**Assigned task:** From the first line to the last, repeat the data exactly but leave out the pictures.

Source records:
################
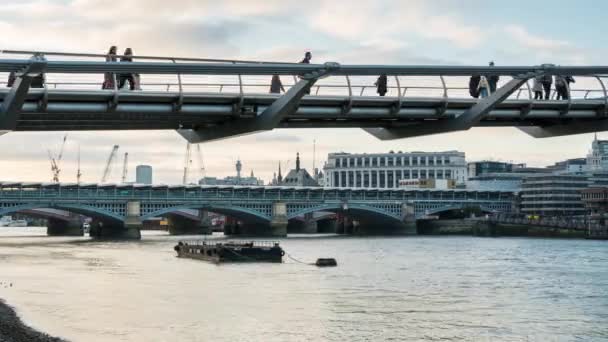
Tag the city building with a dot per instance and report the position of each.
(597, 159)
(595, 200)
(553, 195)
(143, 174)
(484, 167)
(503, 181)
(233, 180)
(576, 165)
(297, 177)
(386, 170)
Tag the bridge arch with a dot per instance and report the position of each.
(86, 210)
(235, 211)
(482, 208)
(354, 209)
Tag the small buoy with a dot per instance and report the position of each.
(326, 262)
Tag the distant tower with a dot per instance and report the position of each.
(239, 167)
(298, 162)
(143, 174)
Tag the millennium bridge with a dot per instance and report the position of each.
(118, 210)
(208, 99)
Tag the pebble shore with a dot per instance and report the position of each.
(12, 328)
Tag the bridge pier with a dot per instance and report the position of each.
(130, 229)
(58, 227)
(279, 222)
(182, 226)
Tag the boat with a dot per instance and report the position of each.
(17, 223)
(231, 251)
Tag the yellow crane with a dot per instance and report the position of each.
(56, 161)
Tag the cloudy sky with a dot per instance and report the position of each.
(379, 31)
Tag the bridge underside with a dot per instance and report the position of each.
(63, 110)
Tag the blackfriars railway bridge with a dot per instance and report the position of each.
(206, 99)
(118, 210)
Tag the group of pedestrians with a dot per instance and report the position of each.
(544, 82)
(109, 77)
(481, 86)
(276, 86)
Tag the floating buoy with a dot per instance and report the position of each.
(326, 262)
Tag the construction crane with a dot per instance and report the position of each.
(56, 161)
(78, 173)
(125, 162)
(201, 163)
(187, 163)
(108, 168)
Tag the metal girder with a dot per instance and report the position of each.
(566, 129)
(13, 102)
(463, 122)
(8, 65)
(268, 120)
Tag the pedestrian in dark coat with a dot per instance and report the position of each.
(382, 85)
(276, 86)
(547, 81)
(108, 77)
(493, 81)
(306, 60)
(127, 58)
(474, 86)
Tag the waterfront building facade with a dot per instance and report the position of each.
(385, 170)
(553, 195)
(143, 174)
(597, 159)
(484, 167)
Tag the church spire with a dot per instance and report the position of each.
(298, 162)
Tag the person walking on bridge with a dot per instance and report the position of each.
(493, 80)
(306, 60)
(562, 86)
(547, 81)
(108, 77)
(276, 86)
(127, 58)
(537, 88)
(484, 87)
(381, 85)
(474, 86)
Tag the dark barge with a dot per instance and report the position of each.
(231, 251)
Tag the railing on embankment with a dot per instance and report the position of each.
(553, 225)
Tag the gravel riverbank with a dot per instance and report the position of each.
(13, 330)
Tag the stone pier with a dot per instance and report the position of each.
(127, 230)
(58, 227)
(179, 225)
(279, 222)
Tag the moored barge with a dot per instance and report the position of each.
(231, 251)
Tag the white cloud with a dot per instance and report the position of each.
(522, 36)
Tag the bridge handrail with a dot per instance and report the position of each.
(234, 68)
(362, 87)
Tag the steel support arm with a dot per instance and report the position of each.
(566, 129)
(13, 102)
(268, 120)
(465, 121)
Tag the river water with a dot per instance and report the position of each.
(399, 289)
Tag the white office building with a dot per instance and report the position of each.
(143, 174)
(345, 170)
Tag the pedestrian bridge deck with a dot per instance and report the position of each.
(214, 99)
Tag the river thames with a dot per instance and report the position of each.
(399, 289)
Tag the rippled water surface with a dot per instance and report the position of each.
(400, 289)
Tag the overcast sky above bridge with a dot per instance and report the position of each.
(376, 32)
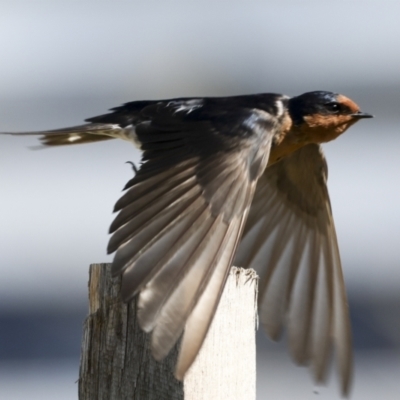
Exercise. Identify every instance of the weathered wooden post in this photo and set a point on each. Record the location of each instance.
(116, 362)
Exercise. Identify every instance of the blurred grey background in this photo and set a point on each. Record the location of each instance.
(63, 61)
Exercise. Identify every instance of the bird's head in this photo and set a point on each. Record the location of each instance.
(323, 116)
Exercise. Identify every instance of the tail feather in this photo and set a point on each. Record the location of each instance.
(87, 133)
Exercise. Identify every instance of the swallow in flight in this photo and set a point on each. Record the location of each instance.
(230, 181)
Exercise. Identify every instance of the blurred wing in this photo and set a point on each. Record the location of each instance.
(290, 238)
(183, 214)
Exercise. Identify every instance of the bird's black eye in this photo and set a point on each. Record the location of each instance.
(333, 107)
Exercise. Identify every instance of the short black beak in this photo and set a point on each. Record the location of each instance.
(360, 114)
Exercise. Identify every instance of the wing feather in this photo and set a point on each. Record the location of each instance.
(290, 238)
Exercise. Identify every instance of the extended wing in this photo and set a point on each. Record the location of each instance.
(290, 239)
(183, 214)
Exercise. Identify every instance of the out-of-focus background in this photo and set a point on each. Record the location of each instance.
(63, 61)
################
**Answer to this problem:**
Tag the city building with a dot per instance and report the position of each.
(597, 159)
(595, 200)
(553, 195)
(143, 174)
(484, 167)
(503, 181)
(233, 180)
(576, 165)
(297, 177)
(386, 170)
Tag the bridge arch with a dot per instance and report the position of each.
(86, 210)
(235, 211)
(482, 208)
(354, 209)
Tag the small buoy with a dot per instance and report the position of each.
(326, 262)
Tag the distant tower with a dot per instance and report the position of each.
(239, 167)
(298, 162)
(143, 174)
Tag the millennium bridge with a dot per instance and report the position of each.
(118, 210)
(208, 99)
Tag the pebble shore with a dot per instance and report the position of each.
(12, 328)
Tag the bridge pier with a dot per instance and report the position of each.
(130, 229)
(58, 227)
(279, 222)
(182, 226)
Tag the boat with a dot per instance and report the position of each.
(17, 223)
(231, 251)
Tag the yellow crane with a dot per instance and report the position of each.
(56, 161)
Tag the cloudy sky with a dot per instance and report the position of each.
(379, 31)
Tag the bridge underside with a dot per instance and report the position of each.
(63, 110)
Tag the blackfriars railway bridge with a dot per instance and report the position of each.
(206, 99)
(118, 210)
Tag the group of pedestrians with a dot per instance and report the position of each.
(544, 82)
(109, 77)
(481, 86)
(276, 86)
Tag the floating buoy with a dot per instance and report the position of each.
(326, 262)
Tag the construction crane with a dot per instance and report the position of each.
(56, 161)
(78, 173)
(125, 162)
(201, 163)
(187, 163)
(108, 168)
Tag the metal girder with a dot per instance and report the position of each.
(566, 129)
(13, 102)
(463, 122)
(8, 65)
(268, 120)
Tag the pedestrian in dark coat with a dot per instance and report the position of each.
(382, 85)
(276, 86)
(547, 81)
(108, 77)
(493, 81)
(306, 60)
(127, 58)
(474, 86)
Tag the waterfront building facade with a dot per instance and report the position of each.
(385, 170)
(553, 195)
(143, 174)
(597, 159)
(484, 167)
Tag the church spire with a dot per instance and report the position of each.
(298, 162)
Tag the person walking on bridge with a dot per instance and report the position of each.
(493, 80)
(306, 60)
(562, 86)
(547, 81)
(108, 77)
(276, 86)
(127, 58)
(537, 88)
(484, 87)
(381, 85)
(474, 86)
Tag the dark barge with a dot per instance and report the position of each.
(231, 251)
Tag the railing on embankment with a dot per instance and report the position of each.
(553, 225)
Tag the gravel riverbank with a dot per instance and report the position of each.
(13, 330)
Tag the stone pier with a dot per instance and report the position of each.
(127, 230)
(58, 227)
(179, 225)
(279, 222)
Tag the moored barge with a dot per instance and report the position of each.
(231, 251)
Tag the white cloud with a dot per instance and report the position of each.
(522, 36)
Tag the bridge handrail with a dot per instance and report the position of each.
(234, 68)
(362, 87)
Tag the steel support arm with a dot per instance and report the position of each.
(566, 129)
(13, 102)
(268, 120)
(465, 121)
Tag the river water with a dot per instance and report the position of each.
(399, 289)
Tag the white office building with a dot per instance and report the position of each.
(143, 174)
(345, 170)
Tag the pedestrian bridge deck with a dot per instance and report the position of each.
(214, 99)
Tag the river thames with a dot per instance and report the position of each.
(399, 289)
Tag the rippled water surface with a dot per instance and report the position of each.
(400, 289)
Tag the overcast sky above bridge with a dot per instance and report the position of each.
(376, 32)
Exercise. Identify every instance of the weathered wooden post in this photo and set a point on each. Record the location of each instance.
(116, 362)
Exercise. Identify every instance of the blurred grey background in this photo and set a point on each. Record the location of each instance.
(63, 61)
Exercise. Identify every instance of the bird's head in this photo and set a point on each. Record the location of each instance.
(323, 116)
Exercise. Identify every instance of the tail feather in this photo and set a point on each. Record the location of each instance.
(87, 133)
Exercise. Identify every instance of the swallow in flight in this photo and set a point on each. Record the location of each instance.
(230, 181)
Exercise. Identify every instance of the blurred wing in this photo and set a point on each. Record the location of each instance.
(290, 238)
(183, 214)
Exercise. Identify every instance of the bird's black eye in this photo and set a point on each. Record the location of each instance.
(333, 107)
Exercise. Identify every instance of the short black beak in this photo and set a point on each. Record the location of each instance.
(360, 114)
Exercise. Identify every instance of the wing feather in this photo and set a point on each. Record the location of each instance.
(290, 238)
Exercise. Identify every instance of the extended wing in this photo and set a point on each. Record the location of each instance.
(290, 239)
(183, 214)
Exercise. Identify every instance of the out-of-focus background in this photo and set a point on each. Record the location of each instance.
(63, 61)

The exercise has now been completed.